Article:
***
Random forests may be the simplest of ensemble methods (Ho 1995). Instead of searching for the best feature when splitting a node, random forests search for the best feature within a random subset. They require the tuning of only two hyperparameters: the maximum number of features in a randomized tree, plus the maximum depth of each tree. Randomizing the thresholds for each feature, as opposed to searching for the optimal threshold, yields an even more stochastic algorithm called extremely random trees, or extra trees (Geurts et al., 2006).
Adaptive and Gradient Boosting
Boosting represents a special class of ensembles that combine weak learners into a strong learner (Drucker and Cortes, 1996). Each step in the sequential training of predictors seeks to correct mistakes made by its predecessor (Géron 2019, p. 199).
***
Pointing dataset excerpts:
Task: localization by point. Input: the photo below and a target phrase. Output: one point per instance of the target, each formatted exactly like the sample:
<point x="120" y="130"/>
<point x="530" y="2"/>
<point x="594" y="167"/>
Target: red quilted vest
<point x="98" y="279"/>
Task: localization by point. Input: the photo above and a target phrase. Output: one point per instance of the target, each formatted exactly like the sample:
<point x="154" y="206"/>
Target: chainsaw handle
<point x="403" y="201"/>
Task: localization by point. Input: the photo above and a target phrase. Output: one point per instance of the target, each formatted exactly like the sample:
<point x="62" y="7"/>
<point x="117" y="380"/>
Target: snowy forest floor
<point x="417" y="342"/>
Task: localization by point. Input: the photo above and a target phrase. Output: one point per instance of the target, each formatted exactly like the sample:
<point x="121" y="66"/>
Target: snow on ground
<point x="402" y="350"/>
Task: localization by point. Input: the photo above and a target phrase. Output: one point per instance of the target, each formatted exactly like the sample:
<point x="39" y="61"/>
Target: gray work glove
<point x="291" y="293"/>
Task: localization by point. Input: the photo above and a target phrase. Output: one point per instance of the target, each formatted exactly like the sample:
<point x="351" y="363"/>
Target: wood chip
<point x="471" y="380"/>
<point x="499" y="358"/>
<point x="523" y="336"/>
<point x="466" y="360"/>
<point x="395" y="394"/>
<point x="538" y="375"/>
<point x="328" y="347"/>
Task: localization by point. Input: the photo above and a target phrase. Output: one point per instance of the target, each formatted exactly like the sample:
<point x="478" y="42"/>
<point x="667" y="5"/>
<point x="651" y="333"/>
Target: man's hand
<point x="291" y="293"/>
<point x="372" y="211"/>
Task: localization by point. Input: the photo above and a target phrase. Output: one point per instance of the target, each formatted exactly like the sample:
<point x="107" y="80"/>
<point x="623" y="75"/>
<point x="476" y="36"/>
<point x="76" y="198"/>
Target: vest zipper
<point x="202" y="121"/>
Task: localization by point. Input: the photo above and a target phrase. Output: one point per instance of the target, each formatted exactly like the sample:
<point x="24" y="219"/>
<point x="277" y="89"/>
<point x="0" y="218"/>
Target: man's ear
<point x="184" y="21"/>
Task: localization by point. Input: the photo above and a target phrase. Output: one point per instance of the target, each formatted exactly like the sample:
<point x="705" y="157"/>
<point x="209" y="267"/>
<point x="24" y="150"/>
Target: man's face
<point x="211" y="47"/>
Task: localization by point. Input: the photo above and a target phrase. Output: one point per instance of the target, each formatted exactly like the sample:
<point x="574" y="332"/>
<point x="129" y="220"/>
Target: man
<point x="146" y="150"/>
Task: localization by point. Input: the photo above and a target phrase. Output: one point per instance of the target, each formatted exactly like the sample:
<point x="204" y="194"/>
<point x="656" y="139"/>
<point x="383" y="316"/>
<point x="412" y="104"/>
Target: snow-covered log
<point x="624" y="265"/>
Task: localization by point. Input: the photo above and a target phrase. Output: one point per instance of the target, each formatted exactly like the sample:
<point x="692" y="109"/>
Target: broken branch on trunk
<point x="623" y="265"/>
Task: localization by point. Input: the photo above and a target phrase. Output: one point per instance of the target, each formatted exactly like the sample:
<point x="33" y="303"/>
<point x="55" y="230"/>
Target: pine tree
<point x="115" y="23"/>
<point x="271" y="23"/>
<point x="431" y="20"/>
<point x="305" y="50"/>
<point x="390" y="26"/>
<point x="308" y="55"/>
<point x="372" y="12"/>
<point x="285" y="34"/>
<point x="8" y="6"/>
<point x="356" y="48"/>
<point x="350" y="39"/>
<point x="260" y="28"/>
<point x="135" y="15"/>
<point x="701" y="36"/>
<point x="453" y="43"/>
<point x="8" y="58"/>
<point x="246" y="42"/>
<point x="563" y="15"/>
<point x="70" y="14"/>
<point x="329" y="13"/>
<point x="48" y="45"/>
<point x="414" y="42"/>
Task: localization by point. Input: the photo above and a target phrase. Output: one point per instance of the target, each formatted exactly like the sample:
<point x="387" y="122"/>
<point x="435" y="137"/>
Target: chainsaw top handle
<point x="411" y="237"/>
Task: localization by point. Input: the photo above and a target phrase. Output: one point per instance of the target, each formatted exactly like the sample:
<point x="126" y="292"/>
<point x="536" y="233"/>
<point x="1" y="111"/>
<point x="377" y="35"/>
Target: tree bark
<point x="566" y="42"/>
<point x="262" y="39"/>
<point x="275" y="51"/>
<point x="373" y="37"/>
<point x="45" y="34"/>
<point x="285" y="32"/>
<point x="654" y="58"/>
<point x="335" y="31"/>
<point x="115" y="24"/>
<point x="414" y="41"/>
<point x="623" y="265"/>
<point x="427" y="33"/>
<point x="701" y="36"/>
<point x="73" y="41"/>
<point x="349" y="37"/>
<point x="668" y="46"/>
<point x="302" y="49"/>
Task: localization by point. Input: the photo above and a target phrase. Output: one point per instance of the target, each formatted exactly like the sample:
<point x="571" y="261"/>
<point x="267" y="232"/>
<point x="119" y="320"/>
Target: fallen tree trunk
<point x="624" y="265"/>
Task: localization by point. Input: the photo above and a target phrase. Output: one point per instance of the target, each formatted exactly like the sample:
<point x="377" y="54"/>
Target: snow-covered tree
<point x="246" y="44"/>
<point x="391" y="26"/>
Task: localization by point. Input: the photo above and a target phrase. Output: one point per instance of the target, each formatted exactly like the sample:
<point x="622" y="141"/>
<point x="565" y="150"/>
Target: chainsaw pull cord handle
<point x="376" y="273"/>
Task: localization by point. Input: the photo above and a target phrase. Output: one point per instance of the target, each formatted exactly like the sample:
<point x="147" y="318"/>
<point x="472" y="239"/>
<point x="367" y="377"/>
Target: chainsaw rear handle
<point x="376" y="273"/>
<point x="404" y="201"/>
***
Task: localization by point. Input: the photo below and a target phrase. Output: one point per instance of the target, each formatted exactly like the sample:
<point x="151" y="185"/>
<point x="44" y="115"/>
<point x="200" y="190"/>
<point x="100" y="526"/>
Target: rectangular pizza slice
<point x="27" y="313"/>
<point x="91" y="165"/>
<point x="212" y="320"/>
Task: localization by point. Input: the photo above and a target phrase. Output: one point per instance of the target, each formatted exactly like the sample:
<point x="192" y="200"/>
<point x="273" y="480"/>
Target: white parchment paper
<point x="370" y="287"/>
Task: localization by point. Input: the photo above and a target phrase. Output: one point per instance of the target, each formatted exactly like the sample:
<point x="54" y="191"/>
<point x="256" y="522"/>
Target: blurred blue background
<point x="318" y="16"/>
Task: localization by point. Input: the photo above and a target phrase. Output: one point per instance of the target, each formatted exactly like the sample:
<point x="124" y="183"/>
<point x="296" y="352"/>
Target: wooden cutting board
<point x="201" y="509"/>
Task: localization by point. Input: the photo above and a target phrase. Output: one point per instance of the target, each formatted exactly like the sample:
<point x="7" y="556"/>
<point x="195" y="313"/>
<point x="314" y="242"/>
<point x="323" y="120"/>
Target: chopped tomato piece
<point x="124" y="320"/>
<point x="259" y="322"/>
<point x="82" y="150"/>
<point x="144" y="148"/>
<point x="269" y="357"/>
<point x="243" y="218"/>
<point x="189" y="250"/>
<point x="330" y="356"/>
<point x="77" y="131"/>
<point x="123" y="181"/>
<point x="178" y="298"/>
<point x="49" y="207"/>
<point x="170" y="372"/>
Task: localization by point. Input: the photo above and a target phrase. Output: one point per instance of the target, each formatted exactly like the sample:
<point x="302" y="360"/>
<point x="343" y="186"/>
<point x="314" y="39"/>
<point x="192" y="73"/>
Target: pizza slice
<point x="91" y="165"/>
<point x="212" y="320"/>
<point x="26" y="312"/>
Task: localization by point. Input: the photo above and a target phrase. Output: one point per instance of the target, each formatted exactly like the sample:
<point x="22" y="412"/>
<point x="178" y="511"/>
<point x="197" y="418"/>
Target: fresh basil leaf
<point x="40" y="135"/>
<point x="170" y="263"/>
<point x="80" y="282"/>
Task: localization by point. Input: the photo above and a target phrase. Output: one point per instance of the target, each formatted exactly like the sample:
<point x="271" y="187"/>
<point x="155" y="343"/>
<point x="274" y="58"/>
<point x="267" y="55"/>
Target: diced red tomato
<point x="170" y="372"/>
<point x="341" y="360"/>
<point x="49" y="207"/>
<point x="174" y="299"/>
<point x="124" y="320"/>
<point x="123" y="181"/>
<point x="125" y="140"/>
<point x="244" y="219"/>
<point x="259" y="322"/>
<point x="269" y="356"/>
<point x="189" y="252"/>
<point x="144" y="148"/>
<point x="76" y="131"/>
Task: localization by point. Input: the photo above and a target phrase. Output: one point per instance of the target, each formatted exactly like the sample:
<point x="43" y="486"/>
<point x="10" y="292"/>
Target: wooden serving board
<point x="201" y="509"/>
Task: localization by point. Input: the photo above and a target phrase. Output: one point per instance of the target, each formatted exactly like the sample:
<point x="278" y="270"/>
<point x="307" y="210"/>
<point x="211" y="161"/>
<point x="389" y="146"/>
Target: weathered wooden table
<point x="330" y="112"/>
***
Actions to take:
[1] Can you give the passage on ensemble methods again, beginning at the words "Adaptive and Gradient" and stopping after "2019, p. 199).", and swap "predecessor" for "prior predictor"?
[2] Can you collect and copy out every line of the records that contains the string "pizza"?
The text and the records are unrelated to each other.

Solutions to each task:
[1]
Adaptive and Gradient Boosting
Boosting represents a special class of ensembles that combine weak learners into a strong learner (Drucker and Cortes, 1996). Each step in the sequential training of predictors seeks to correct mistakes made by its prior predictor (Géron 2019, p. 199).

[2]
Target: rectangular pizza slice
Target: pizza slice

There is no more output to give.